Pubblicato il 02/12/2021

N. 07749/2021 REG.PROV.COLL.

N. 00475/2021 REG.RIC.

REPUBBLICA ITALIANA

IN NOME DEL POPOLO ITALIANO

Il Tribunale Amministrativo Regionale della Campania

(Sezione Sesta)

ha pronunciato la presente

SENTENZA

sul ricorso numero di registro generale 475 del 2021, proposto da
A L, R P, N M, G S e B C, rappresentati e difesi dall'avvocato I S, con domicilio digitale come da PEC da Registri di Giustizia;

contro

Mnistero dell'Interno, in persona del Mnistro pro tempore, rappresentato e difeso dall'Avvocatura Distrettuale dello Stato di Napoli, domiciliataria ex lege in Napoli, via Diaz 11;

nei confronti

Inps, in persona del legale rappresentante p.t., rappresentato e difeso dall'avvocato G T, con domicilio digitale come da PEC da Registri di Giustizia;

per l'accertamento

della illegittimità del silenzio illegittimamente serbato dalle Amministrazioni intimate a seguito ed in relazione all’atto di diffida inviato a mezzo PEC dai ricorrenti;

del diritto alla rideterminazione del trattamento di fine servizio con inserimento nella relativa base di calcolo del beneficio dei sei scatti stipendiali previsto dall’articolo 6- bis del decreto-legge 21 settembre 1987, n. 387, convertito in legge, con modificazioni, dalla legge 20 novembre 1987, n. 472.


Visti il ricorso e i relativi allegati;

Visti gli atti di costituzione in giudizio dell’Inps e del Mnistero dell'Interno;

Visti tutti gli atti della causa;

Relatore nell'udienza pubblica del giorno 19 ottobre 2021 Rocco Vampa e uditi per le parti i difensori come specificato nel verbale;

Ritenuto e considerato in fatto e diritto quanto segue.


FATTO e DIRITTO

1. Con il ricorso collettivo all’esame, notificato il 4 febbraio 2021 e depositato in segreteria il giorno successivo, i ricorrenti espongono: a) di essere dipendenti della Questura di Napoli (sig. P), del Mnistero dell’Interno – direzione centrale personale (sig. M) e della Prefettura di Napoli (i restanti tre ricorrenti) cessati a domanda dal servizio e posti in quiescenza;
b) di aver chiesto all’INPS a mezzo di apposita diffida di computare nel trattamento di fine servizio loro spettante sei scatti stipendiali secondo quanto previsto dall’articolo 6- bis del decreto-legge 21 settembre 1987, n. 387, convertito in legge con modificazioni dalla legge 20 novembre 1987, n. 472.

1.1. Stante l’inerte contegno serbato dall’INPS sulle ridette istanze, i ricorrenti insorgevano, indi, avanti questo TAR, denunciando l’illegittimità del silenzio e chiedendo che fosse accertato il loro diritto alla rideterminazione del trattamento di fine servizio con inserimento nella relativa base di calcolo dei sei scatti stipendiali secondo quanto previsto dall’articolo 6- bis e condanna dell’INPS a corrispondere il trattamento spettante (al netto ovviamente di quanto già corrisposto).

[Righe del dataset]
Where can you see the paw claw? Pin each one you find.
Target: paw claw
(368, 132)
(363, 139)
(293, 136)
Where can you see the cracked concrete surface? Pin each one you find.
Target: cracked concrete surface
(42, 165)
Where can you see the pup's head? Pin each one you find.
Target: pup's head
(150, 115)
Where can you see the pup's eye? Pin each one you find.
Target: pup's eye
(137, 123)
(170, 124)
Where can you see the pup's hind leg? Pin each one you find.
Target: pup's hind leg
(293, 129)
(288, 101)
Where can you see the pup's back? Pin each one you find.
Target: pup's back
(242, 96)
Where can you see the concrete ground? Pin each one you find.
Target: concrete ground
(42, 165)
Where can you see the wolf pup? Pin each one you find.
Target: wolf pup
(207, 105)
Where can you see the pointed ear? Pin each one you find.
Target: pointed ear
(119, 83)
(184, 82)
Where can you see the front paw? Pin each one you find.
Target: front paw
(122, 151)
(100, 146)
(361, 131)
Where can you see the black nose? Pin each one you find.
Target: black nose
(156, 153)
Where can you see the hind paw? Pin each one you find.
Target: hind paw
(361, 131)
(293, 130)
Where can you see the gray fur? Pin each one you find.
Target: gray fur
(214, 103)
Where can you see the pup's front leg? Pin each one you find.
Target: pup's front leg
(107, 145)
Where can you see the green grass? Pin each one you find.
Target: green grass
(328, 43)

---

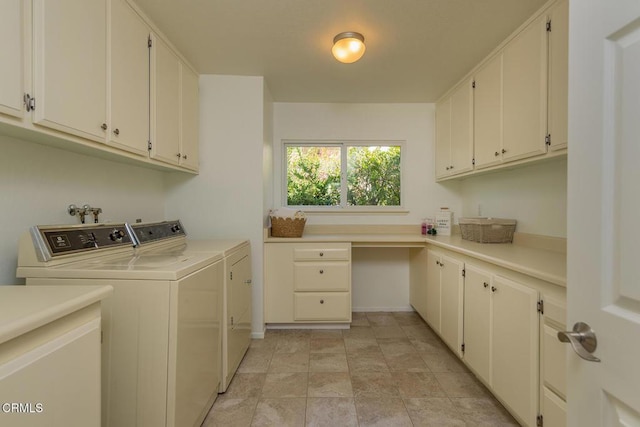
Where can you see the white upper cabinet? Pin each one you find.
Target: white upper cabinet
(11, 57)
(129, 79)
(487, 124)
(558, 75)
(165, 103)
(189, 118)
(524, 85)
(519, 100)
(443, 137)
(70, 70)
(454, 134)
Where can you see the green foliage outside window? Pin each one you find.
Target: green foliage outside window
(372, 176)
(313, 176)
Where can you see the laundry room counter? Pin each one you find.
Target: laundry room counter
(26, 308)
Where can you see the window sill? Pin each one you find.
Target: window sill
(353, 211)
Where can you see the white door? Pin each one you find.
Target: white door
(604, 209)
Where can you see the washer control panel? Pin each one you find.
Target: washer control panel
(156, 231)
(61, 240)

◆ DA PRODURRE ◆
Rispondi a queste domande sulla sentenza:
1. In che giorno si è tenuta l'udienza pubblica?
2. In che data è stato notificato il ricorso collettivo?
3. Chi rappresenta e difende il Ministero dell'Interno?

◆ SOLUZIONE SVOLTA ◆
1. Il 19 ottobre 2021.
2. Il 4 febbraio 2021.
3. L'Avvocatura Distrettuale dello Stato di Napoli.